### 과제 A
일반 선형확률 과정에 관한 본문을 보고 다음 진술 (i)~(iii)이 본문과 일치하는지 각각 예 또는 아니요로 답하시오. 판단 근거가 되는 본문 문구를 그대로 인용하시오. (i) 백색잡음에서 잔차는 정규분포를 따른다. (ii) 백색잡음에서 잔차의 분산은 시간에 따라 달라진다. (iii) 잔차 간 자기상관이 0인지는 ACF로 확인한다.
### 과제 B
일반 선형확률 과정에 관한 본문에서 ARMAX는 무엇의 약자로 풀이되어 있는가?
### 과제 C
일반 선형확률 과정에 관한 본문의 마지막 줄 다음 내용을 이어서 작성하시오.

### 제시 본문

****************************************

Univariate 2. 일반 선형확률 과정 ( General Linear Process ) (1)
“시계열 데이터 = 가우시안 백색잡음의 현재값과 과거값의 선형조합”*
\(Y_t = \epsilon_t + \psi_1\epsilon_{t-1} + \psi_2\epsilon_{t-2} + \cdots\).
where \(\epsilon_i \sim i.i.d.~WN(0, \sigma_{\epsilon_i}^2)~and~\displaystyle \sum_{i=1}^{\infty}\psi_i^2 < \infty\).
세부 알고리즘:
- WN(White Noise)
- MA(Moving Average)
- AR(Auto-Regressive)
- ARMA(Auto-Regressive Moving Average)
- ARMAX(ARMA with eXogenous variables)
1. WN (White Noise)
(1) White Noise (백색 잡음)의 2가지 특징
[1] 잔차 (Residual)는 정규분포를 따른다
-
1) 정규 분포
-
\(\begin{align*} \{\epsilon_t : t = \dots, -2, -1, 0, 1, 2, \dots\} \sim N(0,\sigma^2_{\epsilon_t}) \\ \end{align*}\).
where \(\epsilon_t \sim i.i.d\)
-
-
2) mean=0, var=constant
- \(\epsilon_t = Y_t - \hat{Y_t}\).
- \(E(\epsilon_t) = 0\).
- \(Var(\epsilon_t) = \sigma^2_{\epsilon_t}\).
- \(\epsilon_t = Y_t - \hat{Y_t}\).
[2] 잔차들이 시간의 흐름에 따라 “상관성이 없어야” 한다
- ACF (자기 상관 함수)를 통해 Autocorrelation=0인지 확인해야!
- 공분산 (Covariance)
- \(Cov(Y_s, Y_k)\) = \(E[(Y_s-E(Y_s))\)\((Y_k-E(Y_k))]\) = \(\gamma_{s,k}\)
- 자기상관함수 (Autocorrelation Function)
- \(Corr(Y_s, Y_k)\) = \(\dfrac{Cov(Y_s, Y_k)}{\sqrt{Var(Y_s)Var(Y_k)}}\) = \(\dfrac{\gamma_{s,k}}{\sqrt{\gamma_s \gamma_k}}\).
- 편자기상관함수 (Partial Autocorrelation Function)
- \(Corr[(Y_s-\hat{Y}_s, Y_{s-t}-\hat{Y}_{s-t})]\) for \(1<t<k\).
(2) Summary
-
강정상 과정(Stictly Stationary Process)

****************************************

### 데이터 목록
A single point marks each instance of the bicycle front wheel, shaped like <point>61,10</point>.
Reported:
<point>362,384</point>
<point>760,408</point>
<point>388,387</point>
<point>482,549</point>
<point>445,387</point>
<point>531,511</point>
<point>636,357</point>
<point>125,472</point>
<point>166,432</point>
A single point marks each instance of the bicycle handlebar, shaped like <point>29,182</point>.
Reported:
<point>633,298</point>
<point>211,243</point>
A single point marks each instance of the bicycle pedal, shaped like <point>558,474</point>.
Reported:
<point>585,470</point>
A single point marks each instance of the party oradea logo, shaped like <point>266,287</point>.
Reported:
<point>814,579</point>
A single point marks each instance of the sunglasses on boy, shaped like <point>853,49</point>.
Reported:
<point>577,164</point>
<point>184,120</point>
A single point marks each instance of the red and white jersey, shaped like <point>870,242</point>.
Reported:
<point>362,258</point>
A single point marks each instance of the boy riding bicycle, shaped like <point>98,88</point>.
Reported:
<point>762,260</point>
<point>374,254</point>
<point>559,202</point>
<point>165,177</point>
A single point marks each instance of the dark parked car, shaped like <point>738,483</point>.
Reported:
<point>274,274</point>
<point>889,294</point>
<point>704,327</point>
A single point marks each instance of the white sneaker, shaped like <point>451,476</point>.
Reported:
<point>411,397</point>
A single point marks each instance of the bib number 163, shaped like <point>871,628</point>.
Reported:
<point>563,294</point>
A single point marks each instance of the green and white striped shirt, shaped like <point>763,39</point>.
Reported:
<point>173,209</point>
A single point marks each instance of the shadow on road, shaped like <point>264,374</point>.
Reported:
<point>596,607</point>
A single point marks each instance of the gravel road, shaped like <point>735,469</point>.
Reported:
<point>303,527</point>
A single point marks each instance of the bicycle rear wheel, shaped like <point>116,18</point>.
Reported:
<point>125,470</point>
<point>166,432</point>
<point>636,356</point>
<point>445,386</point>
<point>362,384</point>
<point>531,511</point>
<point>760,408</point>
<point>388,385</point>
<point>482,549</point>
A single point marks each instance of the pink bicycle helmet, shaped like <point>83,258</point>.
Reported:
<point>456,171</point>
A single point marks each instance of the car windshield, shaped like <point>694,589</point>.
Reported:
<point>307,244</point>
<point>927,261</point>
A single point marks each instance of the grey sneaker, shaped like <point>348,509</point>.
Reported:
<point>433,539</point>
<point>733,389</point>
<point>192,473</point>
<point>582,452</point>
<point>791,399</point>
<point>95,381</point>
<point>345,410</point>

****************************************

### 과제 답변 A
(i) 예: "잔차 (Residual)는 정규분포를 따른다"
(ii) 아니요: "mean=0, var=constant"
(iii) 예: "ACF (자기 상관 함수)를 통해 Autocorrelation=0인지 확인해야!"

### 과제 답변 B
ARMA with eXogenous variables

### 과제 답변 C
-
[공분산]
- lag(시차)=0 이면 \(\rightarrow\) 공분산 = 확률 분포의 분산
-
lag(시차)\(\neq\)0 이면 \(\rightarrow\) 공분산 = 0
- \(\gamma_i = \begin{cases} \text{Var}(\epsilon_t) & \;\; \text{ for } i = 0 \\ 0 & \;\; \text{ for } i \neq 0 \end{cases}\).
-
[자기상관계수]
- lag(시차)=0 이면 \(\rightarrow\) 자기상관계수 = 1
- lag(시차)\(\neq\)0 이면 \(\rightarrow\) 자기상관계수 = 0
- \(\rho_i = \begin{cases} 1 & \;\; \text{ for } i = 0 \\ 0 & \;\; \text{ for } i \neq 0 \end{cases}\).
(3) Example
from scipy import stats
import matplotlib.pyplot as plt
import numpy as np
a) Gaussian WN
plt.plot(stats.norm.rvs(size=300))
b) Bernoulli WN
( 반드시 Gaussian일 필요는 X )
samples = stats.bernoulli.rvs(0.5, size=100) * 2 - 1
plt.step(np.arange(len(samples)), samples)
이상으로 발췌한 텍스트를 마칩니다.